Copy the lines below word for word, keeping every one of them.

-- INFORMATION PROVIDED --
[Begin]
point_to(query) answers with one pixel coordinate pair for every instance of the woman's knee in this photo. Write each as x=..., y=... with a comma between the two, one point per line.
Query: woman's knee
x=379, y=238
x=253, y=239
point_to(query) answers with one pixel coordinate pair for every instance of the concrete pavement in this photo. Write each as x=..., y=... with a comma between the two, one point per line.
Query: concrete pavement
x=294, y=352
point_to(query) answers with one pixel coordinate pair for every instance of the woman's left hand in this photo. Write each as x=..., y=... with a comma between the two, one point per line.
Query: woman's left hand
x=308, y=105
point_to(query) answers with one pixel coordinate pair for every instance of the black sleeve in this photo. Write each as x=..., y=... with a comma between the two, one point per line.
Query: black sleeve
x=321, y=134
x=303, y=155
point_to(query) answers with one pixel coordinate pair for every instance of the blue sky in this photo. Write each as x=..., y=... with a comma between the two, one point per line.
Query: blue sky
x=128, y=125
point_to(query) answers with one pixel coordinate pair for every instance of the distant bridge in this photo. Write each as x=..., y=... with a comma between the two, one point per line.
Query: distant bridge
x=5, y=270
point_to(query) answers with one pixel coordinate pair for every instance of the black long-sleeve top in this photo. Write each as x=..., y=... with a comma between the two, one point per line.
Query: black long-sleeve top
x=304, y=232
[End]
-- SOLUTION FOR THIS PROBLEM --
point_to(query) answers with one pixel coordinate pair for every instance of the woman's knee in this photo. Write each as x=..., y=... with a comma between the two, one point per line.
Query: woman's knee
x=379, y=238
x=253, y=239
point_to(query) answers with one pixel coordinate pair for every instance of the concrete pavement in this photo. Write each as x=..., y=... with a comma between the two, one point per line.
Query: concrete pavement
x=294, y=352
point_to(query) answers with one pixel coordinate pair for every instance of the woman's left hand in this photo. Write each as x=..., y=... with a comma between the two, one point per line.
Query: woman's left hand
x=308, y=105
point_to(query) answers with one pixel coordinate pair for every instance of the black sleeve in this photo. Write each as x=..., y=... with a comma between the two, one point per line.
Query: black sleeve
x=321, y=134
x=303, y=155
point_to(query) answers with one pixel coordinate pair for every instance of the blue sky in this photo. Write each as x=..., y=... with a comma between the two, one point per line.
Query: blue sky
x=128, y=125
point_to(query) answers with one pixel coordinate pair for every instance of the distant bridge in this photo. Write each as x=..., y=... with a comma between the two, one point per line.
Query: distant bridge
x=5, y=270
point_to(query) answers with one pixel coordinate pair for every instance of the black long-sleeve top in this photo. Write each as x=..., y=... with a comma between the two, one point per line.
Query: black long-sleeve top
x=304, y=232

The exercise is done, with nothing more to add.